• **Written problem**
From the summary of the SIR paper below, copy word for word the passage that starts at "Conference: CVPR 2026" and ends after "biases within datasets.".

• **Source document**
SIR: Structured Image Representations for Explainable Robot Learning¶

Conference: CVPR 2026
Paper: CVF Open Access
Code: https://github.com/intuitiverobots/SIR_Model
Area: Robotics / Embodied AI
Keywords: Imitation Learning, Scene Graph, Graph Sparsification, Explainability, Goal-Conditioned Policy

TL;DR¶

SIR transforms robotic observations into a fully connected scene graph and employs an end-to-end learnable sparsification module to retain only task-relevant nodes. This "thinned subgraph" serves as the state representation for the policy—improving success rates on RoboCasa from 14.81% to 19.5% while providing intrinsic explainability. This allows for the identification of spurious correlations and positional biases within datasets.

Background & Motivation¶

Background: Goal-Conditioned Imitation Learning (GCIL) has recently advanced through attention-based or diffusion-based policies (e.g., MDT). The standard approach uses a convolutional backbone or a vision foundation model to compress images into a learned visual embedding, which is then fed into an action generator.

Limitations of Prior Work: These visual embeddings are opaque dense vectors that conflate all image information. They lack explicit structure and fail to identify which objects influenced specific actions. This leads to two consequences: extreme sensitivity to distractors and a total lack of interpretability for failure analysis.

• **Dataset entries**
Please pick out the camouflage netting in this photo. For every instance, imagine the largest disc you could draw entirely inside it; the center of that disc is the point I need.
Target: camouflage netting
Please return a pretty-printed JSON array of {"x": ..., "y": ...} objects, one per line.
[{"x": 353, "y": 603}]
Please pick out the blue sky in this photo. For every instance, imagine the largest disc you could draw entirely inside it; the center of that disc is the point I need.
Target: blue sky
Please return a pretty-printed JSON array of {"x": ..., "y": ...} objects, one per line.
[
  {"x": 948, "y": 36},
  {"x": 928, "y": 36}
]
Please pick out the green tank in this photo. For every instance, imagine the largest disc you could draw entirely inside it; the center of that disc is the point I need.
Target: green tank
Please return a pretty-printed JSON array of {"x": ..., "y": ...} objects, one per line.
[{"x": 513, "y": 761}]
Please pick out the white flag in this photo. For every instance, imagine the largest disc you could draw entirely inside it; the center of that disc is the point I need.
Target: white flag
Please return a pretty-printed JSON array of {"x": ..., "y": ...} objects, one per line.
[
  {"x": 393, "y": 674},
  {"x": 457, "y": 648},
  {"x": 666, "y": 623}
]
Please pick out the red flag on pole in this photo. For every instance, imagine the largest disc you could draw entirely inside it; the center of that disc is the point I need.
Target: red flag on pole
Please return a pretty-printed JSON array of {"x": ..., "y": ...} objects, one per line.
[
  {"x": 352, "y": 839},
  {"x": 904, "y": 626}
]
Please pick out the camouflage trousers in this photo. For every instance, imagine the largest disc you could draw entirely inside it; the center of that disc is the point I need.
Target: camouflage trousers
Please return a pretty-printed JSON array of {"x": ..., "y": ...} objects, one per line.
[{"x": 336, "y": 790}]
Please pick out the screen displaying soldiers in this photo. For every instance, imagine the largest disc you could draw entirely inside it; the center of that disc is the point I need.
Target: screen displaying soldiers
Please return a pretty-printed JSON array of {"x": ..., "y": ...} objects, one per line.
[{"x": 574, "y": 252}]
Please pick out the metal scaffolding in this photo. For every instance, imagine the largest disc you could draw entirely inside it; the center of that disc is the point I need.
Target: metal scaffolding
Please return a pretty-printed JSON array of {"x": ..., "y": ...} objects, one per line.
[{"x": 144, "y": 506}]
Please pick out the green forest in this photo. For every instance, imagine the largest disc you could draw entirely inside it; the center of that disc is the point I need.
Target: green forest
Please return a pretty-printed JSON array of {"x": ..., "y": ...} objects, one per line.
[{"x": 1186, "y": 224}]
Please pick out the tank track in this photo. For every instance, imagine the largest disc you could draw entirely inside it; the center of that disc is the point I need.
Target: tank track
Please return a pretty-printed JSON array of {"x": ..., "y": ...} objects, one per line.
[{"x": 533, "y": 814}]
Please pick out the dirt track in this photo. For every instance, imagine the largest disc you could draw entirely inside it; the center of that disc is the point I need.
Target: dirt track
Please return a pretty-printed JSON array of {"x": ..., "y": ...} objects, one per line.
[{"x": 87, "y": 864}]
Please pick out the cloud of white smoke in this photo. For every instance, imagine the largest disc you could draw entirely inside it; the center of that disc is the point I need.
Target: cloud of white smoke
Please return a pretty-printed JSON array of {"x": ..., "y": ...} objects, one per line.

• **Response to the exercise**
Conference: CVPR 2026
Paper: CVF Open Access
Code: https://github.com/intuitiverobots/SIR_Model
Area: Robotics / Embodied AI
Keywords: Imitation Learning, Scene Graph, Graph Sparsification, Explainability, Goal-Conditioned Policy

TL;DR¶

SIR transforms robotic observations into a fully connected scene graph and employs an end-to-end learnable sparsification module to retain only task-relevant nodes. This "thinned subgraph" serves as the state representation for the policy—improving success rates on RoboCasa from 14.81% to 19.5% while providing intrinsic explainability. This allows for the identification of spurious correlations and positional biases within datasets.